Excerpt —
Moving now to an overview of segmented results. Retail revenue for the 13 weeks ended April 30, 2022 was $29.6 million, compared to $33.6 million in the prior year comparable period and decreased $2.1 million or 7% sequentially from the previous quarter.

At the end of Q1 fiscal 2022, the retail network across Canada was 101 stores compared to 105 stores at the end of the previous quarter and 83 stores at the end of Q1 fiscal 2021. The quarter-over-quarter decline in retail revenue was partially due to the reduction in store count in the current quarter.

On a same-store sales basis, comparing the 79 stores with operations throughout the 13 weeks of both Q1 this year and the prior year, sales decreased by 26% year-over-year, which is an improvement from the previous quarter’s trend.

Despite the increase in store count in the current fiscal quarter, the decline in revenue year-over-year is primarily due to the highly competitive retail landscape, resulting from mass licensing as well as aggressive price discounting by value-based retailers.

Wholesale and Logistics revenue of $8.5 million for the first quarter of fiscal 2022 was an increase of 11% from $7.6 million in the prior year comparable period. The increase was attributable to the addition of Pineapple Express delivery, which is offset by a modest decline in wholesale revenue due to temporary operational challenges from conversion to a new ERP system at the start of our fiscal year.

Digital platform revenue increased 3% to $2.9 million in the first quarter of fiscal 2022, from $2.8 million in the prior year, as the company continues to monetize the Hifyre cannabis technology platform with data and ad network subscriptions, recurring monthly services and standalone data and analytics projects.

Total gross profit for the company for the first quarter of fiscal 2022 was $12.2 million or 30% of revenue, down from gross profit of $13.7 million or 32% of revenue in the previous quarter and compared to total gross profit of $16.5 million or 37% of the revenue for the same period of the previous year.

The year-over-year decline in gross profit of $4.4 million is attributable to the retail segment, with total gross profit decline of $4 million year-over-year and gross margin reduction to 28% compared to 36% in the prior year. However, in terms of quarter-over-quarter performance, retail gross profit in the current quarter of $8.2 million, held flat to the previous quarter, despite a reduction in store count.

In the first quarter of fiscal 2022, gross margin percentage on a consolidated basis benefited from a shift in mix, with a larger portion of gross profit coming from the high margin digital segment in the current period compared to the prior year. The digital segment represented 22% of total gross profit dollars in the current quarter, compared to 17% in the prior year comparable period.

Total SG&A expense for the company for the first quarter of fiscal 2022 was $15.2 million, compared to $15.5 million for the same period of the previous year. SG&A, excluding share-based compensation and acquisition and strategic initiative professional fees for the first quarter of fiscal 2022 was $14.5 million, or 35% of revenue, a decline from $16.1 million or 38% of revenue in the previous quarter, as we saw the proactive cost management across all our operating segments and offset the inclusion of expenditures from recent acquisitions for Pineapple Express, PotGuide and Wikileaf.

Total adjusted EBITDA for the company for the first quarter of fiscal 2022 was negative $2.3 million compared to positive adjusted EBITDA of $2.3 million for the same period of the previous year. While the digital segment delivered positive adjusted EBITDA of $1.7 million in the current quarter, this was not enough to offset the decrease in adjusted EBITDA from the other segments.

The company reported a net loss of $9.9 million or a loss per share of $0.27 for the first quarter of fiscal 2022, compared to a net loss of $61.6 million or net loss per share of $2.06 in the comparable period of fiscal 2021.

Supplied data —
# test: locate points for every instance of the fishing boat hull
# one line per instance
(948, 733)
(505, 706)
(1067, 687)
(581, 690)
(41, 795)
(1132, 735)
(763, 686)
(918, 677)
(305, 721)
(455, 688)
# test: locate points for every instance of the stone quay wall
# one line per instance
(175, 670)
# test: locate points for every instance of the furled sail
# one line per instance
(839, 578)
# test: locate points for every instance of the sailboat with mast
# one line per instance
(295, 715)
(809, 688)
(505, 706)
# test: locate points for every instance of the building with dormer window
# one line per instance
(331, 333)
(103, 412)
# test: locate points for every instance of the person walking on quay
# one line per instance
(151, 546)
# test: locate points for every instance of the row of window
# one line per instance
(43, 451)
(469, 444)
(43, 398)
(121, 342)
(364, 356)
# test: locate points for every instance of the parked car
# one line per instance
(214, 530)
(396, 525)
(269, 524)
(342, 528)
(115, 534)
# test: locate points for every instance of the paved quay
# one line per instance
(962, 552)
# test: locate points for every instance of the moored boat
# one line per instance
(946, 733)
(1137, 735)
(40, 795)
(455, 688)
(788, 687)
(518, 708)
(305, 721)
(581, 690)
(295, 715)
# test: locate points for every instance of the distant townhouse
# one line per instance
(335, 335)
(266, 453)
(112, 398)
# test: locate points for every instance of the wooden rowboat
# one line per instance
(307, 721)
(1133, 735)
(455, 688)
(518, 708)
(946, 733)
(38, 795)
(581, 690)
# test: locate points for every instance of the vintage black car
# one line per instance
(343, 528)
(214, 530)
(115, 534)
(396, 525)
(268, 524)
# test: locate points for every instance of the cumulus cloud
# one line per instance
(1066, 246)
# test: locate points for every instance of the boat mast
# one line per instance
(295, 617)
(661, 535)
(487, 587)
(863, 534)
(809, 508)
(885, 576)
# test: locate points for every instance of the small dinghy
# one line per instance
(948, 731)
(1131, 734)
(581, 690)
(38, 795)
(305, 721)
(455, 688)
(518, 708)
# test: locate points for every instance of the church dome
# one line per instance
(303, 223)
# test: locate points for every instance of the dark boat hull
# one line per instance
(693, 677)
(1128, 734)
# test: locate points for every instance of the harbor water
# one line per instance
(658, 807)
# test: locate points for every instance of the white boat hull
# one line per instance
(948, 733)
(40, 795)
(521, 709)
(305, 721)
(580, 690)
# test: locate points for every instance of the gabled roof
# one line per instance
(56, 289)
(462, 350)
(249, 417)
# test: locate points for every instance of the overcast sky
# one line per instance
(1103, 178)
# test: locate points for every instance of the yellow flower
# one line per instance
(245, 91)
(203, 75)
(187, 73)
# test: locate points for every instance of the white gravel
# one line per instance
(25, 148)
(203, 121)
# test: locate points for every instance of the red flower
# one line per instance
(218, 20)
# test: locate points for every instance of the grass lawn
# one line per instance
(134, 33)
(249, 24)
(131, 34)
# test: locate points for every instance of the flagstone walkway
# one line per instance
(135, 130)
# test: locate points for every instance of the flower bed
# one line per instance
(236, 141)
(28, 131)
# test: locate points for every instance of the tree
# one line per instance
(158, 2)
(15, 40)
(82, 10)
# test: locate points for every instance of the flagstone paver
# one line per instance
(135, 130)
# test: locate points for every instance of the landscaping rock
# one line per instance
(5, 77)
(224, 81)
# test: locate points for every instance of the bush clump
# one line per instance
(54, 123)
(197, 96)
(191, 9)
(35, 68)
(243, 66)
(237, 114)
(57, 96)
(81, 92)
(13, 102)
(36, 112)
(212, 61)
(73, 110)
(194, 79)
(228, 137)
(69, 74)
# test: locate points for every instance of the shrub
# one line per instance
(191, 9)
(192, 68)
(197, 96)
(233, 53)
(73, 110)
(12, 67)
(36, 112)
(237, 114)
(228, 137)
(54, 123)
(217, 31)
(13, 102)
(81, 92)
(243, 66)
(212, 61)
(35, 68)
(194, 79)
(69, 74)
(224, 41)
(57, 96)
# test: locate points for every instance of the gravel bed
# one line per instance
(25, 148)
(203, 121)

Directive 1 — According to the quarterly results excerpt above, how many stores were in the retail network across Canada at the end of Q1 fiscal 2022?
Directive 2 — Please extend the quarterly results excerpt above, picking up right after its closing sentence on net loss.

Right answer 1 — 101 stores.

Right answer 2 —
As Stéphane outlined earlier, becoming free cash flow positive is a top priority for the company. We have already made progress on this objective by reducing our free cash flow burn in Q1 fiscal 2022 to $8.7 million, a decline of 24% from the previous quarter, through proactive management of SG&A expense and CapEx spend.

During the first quarter of fiscal 2022, the Series B warrants were exercised by ACT for a total of $37.8 million and a portion of the proceeds were used to fully repay the ACT loan and accrued interest of $20.5 million. As a result, our balance sheet as of April 30, 2022, remained strong with only $2.4 million in debt in the form of a convertible debenture and cash on hand of $28.4 million.

Thank you. And I’ll turn it back to Stéphane and look forward to questions from the participants on the call.

Stéphane Trudel

Thank you, Judy. Some concluding remarks before we move on to questions from research analysts covering Fire & Flower.

Fire & Flower has delivered impressive growth in the early stages of our business. I would like to take this opportunity to thank our Co-Founder and Former CEO, Trevor Fencott for his vision in creating this company and assembling this forward-thinking team. Now is the time for the team to focus on the next phase of our evolution. As we evolve to this next stage, our goal is to deliver positive adjusted EBITDA and free cash flow, further enabling our vision of delivering cannabis to the world.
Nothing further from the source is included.